[Opening RECORDS FOR THE TASK section]

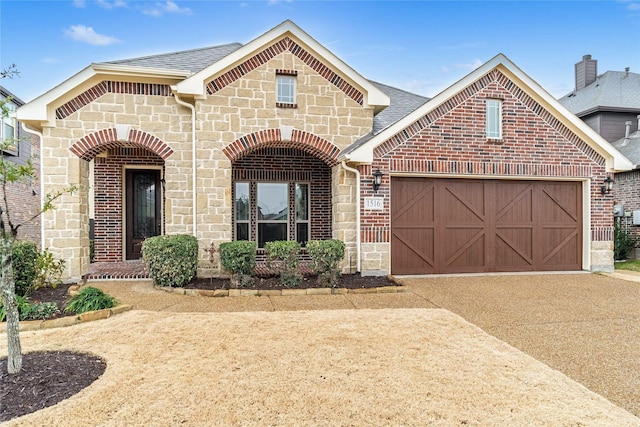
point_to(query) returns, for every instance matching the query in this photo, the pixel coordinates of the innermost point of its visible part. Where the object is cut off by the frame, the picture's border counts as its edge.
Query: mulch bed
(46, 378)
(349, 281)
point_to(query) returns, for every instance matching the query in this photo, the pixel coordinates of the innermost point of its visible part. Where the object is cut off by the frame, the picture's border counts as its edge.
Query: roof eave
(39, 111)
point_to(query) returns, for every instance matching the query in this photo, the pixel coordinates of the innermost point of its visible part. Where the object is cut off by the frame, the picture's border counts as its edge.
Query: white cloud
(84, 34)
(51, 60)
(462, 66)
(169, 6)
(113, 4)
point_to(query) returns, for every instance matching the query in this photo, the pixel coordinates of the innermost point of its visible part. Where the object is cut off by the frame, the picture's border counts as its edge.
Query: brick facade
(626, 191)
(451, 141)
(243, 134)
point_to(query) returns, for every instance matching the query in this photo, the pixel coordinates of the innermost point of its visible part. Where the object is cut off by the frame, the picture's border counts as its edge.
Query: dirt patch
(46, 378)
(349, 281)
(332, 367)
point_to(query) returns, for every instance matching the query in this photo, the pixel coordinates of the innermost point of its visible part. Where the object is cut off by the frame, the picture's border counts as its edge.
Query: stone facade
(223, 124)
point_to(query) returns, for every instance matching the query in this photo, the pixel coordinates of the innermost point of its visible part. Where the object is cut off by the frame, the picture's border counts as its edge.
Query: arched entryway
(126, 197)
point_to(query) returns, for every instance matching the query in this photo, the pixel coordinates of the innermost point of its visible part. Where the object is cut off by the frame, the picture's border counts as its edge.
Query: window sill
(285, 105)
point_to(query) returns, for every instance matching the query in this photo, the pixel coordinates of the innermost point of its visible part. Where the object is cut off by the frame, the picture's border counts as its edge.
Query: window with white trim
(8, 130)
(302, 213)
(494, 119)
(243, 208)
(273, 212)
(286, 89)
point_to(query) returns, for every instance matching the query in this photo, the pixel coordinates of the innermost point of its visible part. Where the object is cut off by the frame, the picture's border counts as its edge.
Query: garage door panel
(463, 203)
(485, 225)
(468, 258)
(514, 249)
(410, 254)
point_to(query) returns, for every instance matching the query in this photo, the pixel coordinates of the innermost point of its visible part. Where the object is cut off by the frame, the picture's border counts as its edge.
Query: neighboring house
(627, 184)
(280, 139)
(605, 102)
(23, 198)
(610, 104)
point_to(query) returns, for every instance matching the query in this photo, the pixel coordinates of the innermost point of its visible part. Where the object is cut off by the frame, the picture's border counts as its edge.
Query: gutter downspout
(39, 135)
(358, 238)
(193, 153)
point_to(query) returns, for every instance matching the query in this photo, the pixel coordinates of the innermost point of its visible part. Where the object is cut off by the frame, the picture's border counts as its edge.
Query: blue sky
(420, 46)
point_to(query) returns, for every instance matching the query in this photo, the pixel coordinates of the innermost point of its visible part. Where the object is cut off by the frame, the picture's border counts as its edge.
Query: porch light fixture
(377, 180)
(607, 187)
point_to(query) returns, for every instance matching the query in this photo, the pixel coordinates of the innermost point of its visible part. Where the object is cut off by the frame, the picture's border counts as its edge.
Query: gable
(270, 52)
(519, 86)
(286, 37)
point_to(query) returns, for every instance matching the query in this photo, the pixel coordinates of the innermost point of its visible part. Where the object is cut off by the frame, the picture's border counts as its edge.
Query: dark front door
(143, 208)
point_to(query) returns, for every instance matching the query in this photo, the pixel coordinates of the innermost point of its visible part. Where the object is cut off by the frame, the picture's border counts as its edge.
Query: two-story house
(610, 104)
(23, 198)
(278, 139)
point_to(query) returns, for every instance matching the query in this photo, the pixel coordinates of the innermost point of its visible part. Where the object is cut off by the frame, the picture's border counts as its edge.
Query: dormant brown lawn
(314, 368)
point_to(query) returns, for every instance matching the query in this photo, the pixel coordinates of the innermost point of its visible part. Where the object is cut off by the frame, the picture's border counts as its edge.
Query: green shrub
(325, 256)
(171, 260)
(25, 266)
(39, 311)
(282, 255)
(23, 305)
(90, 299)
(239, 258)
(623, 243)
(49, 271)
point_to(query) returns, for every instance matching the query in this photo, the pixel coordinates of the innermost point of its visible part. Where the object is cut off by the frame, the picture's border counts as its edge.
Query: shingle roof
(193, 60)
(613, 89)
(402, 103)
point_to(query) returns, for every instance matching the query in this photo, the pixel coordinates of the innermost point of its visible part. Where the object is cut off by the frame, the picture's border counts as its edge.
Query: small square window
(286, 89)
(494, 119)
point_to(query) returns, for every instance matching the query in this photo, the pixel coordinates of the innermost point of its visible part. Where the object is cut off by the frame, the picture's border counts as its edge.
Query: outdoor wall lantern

[Closing RECORDS FOR THE TASK section]

● TRY IT
Output the whole listing exactly. Pictures stay out.

● FINAL ANSWER
point_to(query) returns, for every instance matching the query in this photo, the pixel coordinates of the innermost point of its visible part. Where the object is cut off by the frame, the picture's border counts as its edge.
Query: mulch bed
(46, 378)
(349, 281)
point_to(query) returns, for every instance matching the query in this photo, the pixel coordinates of the innermost point of its visible part. Where the object is cut off by the frame, the picture's border counts as its edge.
Query: roof eave
(39, 111)
point_to(query) returns, for every instance matching the query in this photo, the pixel coordinates of the innermost point of its visible part. Where the object is cut off by the frame, the picture's border counts as its edge.
Query: white cloud
(84, 34)
(51, 60)
(462, 66)
(169, 6)
(113, 4)
point_to(query) returns, for every instance matching the query in this photo, the pixel coordinates of the innermost point of its visible part. Where the object is cut off by the frame, the picture's border counts as its edge.
Query: brick facade
(626, 191)
(451, 141)
(243, 134)
point_to(query) returns, for every instance matching the query in this photo, the pixel coordinates of the innermost point of its visible part. Where the object is cut off by the frame, the picture's border counts as its edge.
Query: dirt patch
(46, 378)
(349, 281)
(332, 367)
point_to(query) returns, for every instance matching the query in this photo, the pixel coordinates of the innermost point of its visible part. Where the object is cut off by the frame, the picture's border counts as its edge.
Query: stone facade
(223, 124)
point_to(query) returns, for every instance matching the query in this photo, the pixel coordinates of the innermost point of its visible part. Where the object is cut off by the frame, the picture's border counts as its edge.
Query: arched entryway
(126, 197)
point_to(query) returns, for every instance matching the query in this photo, the pixel coordinates of the innermost point of its visible part. Where the object is cut off by the frame, the picture's border counts as its edge.
Query: window sill
(285, 105)
point_to(query) returns, for every instance matching the query in this photo, the pixel coordinates of the innermost point of its visible part. Where the object is cut off by the frame, the picture's border counts as its edge.
Query: window with white trim
(8, 130)
(302, 213)
(494, 119)
(243, 208)
(273, 212)
(286, 89)
point_to(query) returns, for every instance matching the query in this photo, the pixel coordinates of the innermost point of its visible part. Where the object is cut off by the frame, the picture's border counts as its edge.
Query: garage door panel
(463, 203)
(485, 225)
(468, 258)
(514, 249)
(410, 254)
point_to(query) returns, for every instance matching the query in this photo, the pixel coordinates of the innermost point of its visible part. Where the object is cut off by the frame, the picture's border counts as its edge.
Query: neighboring house
(627, 184)
(280, 139)
(605, 102)
(23, 198)
(610, 104)
point_to(query) returns, for every instance matching the query in this photo, the pixel coordinates of the innermost point of its visible part. Where the object is cut off by the frame, the picture's border counts as its edge.
Query: gutter downspout
(39, 135)
(358, 238)
(193, 153)
point_to(query) returns, for every instance matching the query in this photo, the pixel coordinates of the innermost point of its visible part. Where the object is cut off by the frame, the picture's border counts as its edge.
Query: blue sky
(420, 46)
point_to(query) returns, for every instance matching the query in this photo, the pixel coordinates of the innermost point of its visible part. Where the object is cut off by the frame, the picture's border counts as its edge.
Query: porch light fixture
(377, 180)
(607, 187)
point_to(query) returns, for every instance matching the query in this photo, the pixel coordinates of the innermost point of its visible part. Where the object is cut off by the frame, the picture's border counts as its edge.
Query: gable
(270, 52)
(519, 86)
(286, 37)
point_to(query) returns, for every instance matching the query in this photo, the pixel coordinates of the innermost point of its visible part. Where the object is cut off by the frame, the picture's border counts as its edge.
Query: dark front door
(143, 208)
point_to(query) returns, for every instance matching the query in this photo, the pixel coordinates of the innermost point of its visible part. Where the object is cut off by the frame, the picture's border counts as its edge.
Query: two-story house
(610, 104)
(23, 198)
(278, 139)
point_to(query) returns, for every instance matching the query in this photo, the pixel coordinates of the innermost point of its visible part. Where the object is cut off by the frame, the picture's border counts as its edge.
Query: dormant brown lawn
(314, 368)
point_to(query) returns, for every instance matching the query in this photo, the pixel coordinates of the innermost point of its visible part. Where the object is cut off by the frame, the picture's border counts as its edge.
Query: green shrub
(325, 256)
(171, 260)
(25, 266)
(39, 311)
(282, 255)
(23, 305)
(90, 299)
(239, 258)
(623, 243)
(49, 271)
point_to(query) returns, for every instance matching the query in this photo, the pixel coordinates of the innermost point of its visible part. Where the object is cut off by the frame, the picture's border counts as its edge.
Query: shingle roof
(193, 60)
(613, 89)
(402, 103)
point_to(query) returns, for every instance matching the query in this photo, the pixel coordinates of the innermost point of its visible part. Where the object is cut off by the frame, the picture's border counts as its edge.
Query: small square window
(286, 89)
(494, 119)
point_to(query) returns, for every instance matching the query in this photo, the pixel coordinates of the innermost point of its visible part. Where the object is cut off by the frame, the picture's border counts as its edge.
Query: outdoor wall lantern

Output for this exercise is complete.